> [JOB]: Copy each of the entries below line for line, with no changes.

> [ENTRIES SHOWN]:

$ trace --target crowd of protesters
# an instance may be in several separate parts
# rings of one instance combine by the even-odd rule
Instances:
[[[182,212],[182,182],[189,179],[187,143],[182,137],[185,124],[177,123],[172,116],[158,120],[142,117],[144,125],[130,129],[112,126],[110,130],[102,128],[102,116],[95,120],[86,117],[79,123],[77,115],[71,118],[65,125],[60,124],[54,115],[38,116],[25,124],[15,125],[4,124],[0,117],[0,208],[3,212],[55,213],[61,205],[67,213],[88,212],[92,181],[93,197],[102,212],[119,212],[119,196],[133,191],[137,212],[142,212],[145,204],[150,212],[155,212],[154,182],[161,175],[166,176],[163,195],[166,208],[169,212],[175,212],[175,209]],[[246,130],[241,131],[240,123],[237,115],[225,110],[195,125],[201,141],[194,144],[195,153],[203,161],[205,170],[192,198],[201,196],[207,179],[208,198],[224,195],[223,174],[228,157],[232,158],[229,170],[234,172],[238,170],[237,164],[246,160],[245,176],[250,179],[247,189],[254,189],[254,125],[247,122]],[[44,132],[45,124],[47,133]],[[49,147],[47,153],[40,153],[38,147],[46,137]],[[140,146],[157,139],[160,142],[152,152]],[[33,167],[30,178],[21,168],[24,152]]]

> [THE ANSWER]:
$ trace --target crowd of protesters
# an instance may be in several separate parts
# rings of one instance combine by the even-odd rule
Instances:
[[[182,212],[182,182],[189,179],[187,143],[182,137],[185,124],[177,123],[172,116],[158,120],[142,117],[144,125],[130,129],[112,126],[110,130],[102,128],[102,116],[95,120],[86,117],[79,123],[77,115],[71,118],[65,125],[60,124],[54,115],[38,116],[25,124],[15,125],[4,124],[0,117],[0,208],[3,212],[55,213],[61,205],[67,213],[88,212],[92,181],[93,197],[102,212],[119,212],[119,196],[133,191],[137,212],[142,212],[145,204],[150,212],[155,212],[154,182],[161,175],[166,176],[163,195],[166,208],[169,212],[175,212],[175,209]],[[246,130],[241,131],[240,123],[237,115],[225,110],[195,125],[201,141],[194,144],[195,153],[203,161],[205,170],[192,198],[201,196],[207,179],[208,198],[224,195],[223,174],[228,157],[232,158],[229,170],[234,172],[238,170],[237,164],[246,160],[245,176],[250,179],[247,189],[254,189],[254,125],[247,122]],[[44,132],[45,124],[47,133]],[[49,147],[47,153],[40,153],[38,147],[46,137]],[[140,146],[157,139],[160,142],[152,152]],[[33,167],[30,178],[21,168],[24,152]]]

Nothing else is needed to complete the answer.